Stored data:
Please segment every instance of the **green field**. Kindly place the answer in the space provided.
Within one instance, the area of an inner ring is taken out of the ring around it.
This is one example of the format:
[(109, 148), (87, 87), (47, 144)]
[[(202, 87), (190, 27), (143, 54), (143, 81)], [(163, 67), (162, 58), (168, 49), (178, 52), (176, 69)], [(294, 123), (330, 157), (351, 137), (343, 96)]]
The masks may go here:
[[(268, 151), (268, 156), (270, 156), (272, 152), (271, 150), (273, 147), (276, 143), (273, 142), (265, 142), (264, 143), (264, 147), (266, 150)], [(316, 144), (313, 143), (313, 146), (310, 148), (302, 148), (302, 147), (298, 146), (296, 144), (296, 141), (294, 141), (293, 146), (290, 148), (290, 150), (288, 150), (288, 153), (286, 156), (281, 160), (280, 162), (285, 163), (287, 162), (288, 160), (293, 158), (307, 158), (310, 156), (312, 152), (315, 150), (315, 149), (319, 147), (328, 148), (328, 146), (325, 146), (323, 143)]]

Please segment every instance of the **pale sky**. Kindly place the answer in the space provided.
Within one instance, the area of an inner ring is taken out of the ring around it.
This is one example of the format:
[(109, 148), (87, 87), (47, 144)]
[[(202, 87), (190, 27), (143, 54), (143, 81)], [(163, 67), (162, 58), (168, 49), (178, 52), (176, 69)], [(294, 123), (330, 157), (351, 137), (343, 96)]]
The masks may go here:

- _What to produce_:
Render all of the material above as a JSON list of strings, with one string for each line and blank lines omitted.

- _Written solution_:
[
  "Please segment every instance of the **green field**. Kindly place the answer in the space provided.",
  "Within one instance, the area of an inner ring is taken out of the ring around it.",
  "This is one example of the format:",
  "[(109, 148), (87, 87), (47, 144)]",
  "[[(202, 87), (190, 27), (143, 54), (143, 81)], [(163, 67), (162, 58), (168, 49), (178, 52), (176, 69)], [(294, 123), (330, 157), (351, 137), (343, 96)]]",
  "The masks may go here:",
  "[[(268, 151), (268, 156), (270, 156), (272, 152), (271, 150), (273, 147), (276, 143), (273, 142), (265, 142), (264, 143), (264, 147), (266, 150)], [(316, 144), (313, 143), (313, 146), (310, 148), (302, 148), (302, 147), (298, 146), (296, 144), (296, 141), (294, 141), (293, 146), (290, 148), (290, 150), (288, 150), (288, 153), (286, 156), (281, 160), (280, 162), (285, 163), (287, 162), (288, 160), (293, 158), (307, 158), (310, 156), (312, 152), (315, 150), (315, 149), (319, 147), (328, 148), (328, 146), (325, 146), (323, 143)]]",
  "Please segment every instance of the **pale sky**. Kindly place the answer in the space provided.",
  "Within one instance, the area of an inner ring is taken out of the ring around it.",
  "This is one example of the format:",
  "[(109, 148), (87, 87), (47, 144)]",
  "[[(202, 87), (190, 27), (143, 54), (143, 81)], [(163, 67), (162, 58), (168, 49), (178, 52), (176, 69)], [(294, 123), (330, 157), (351, 137), (343, 96)]]",
  "The masks may go here:"
]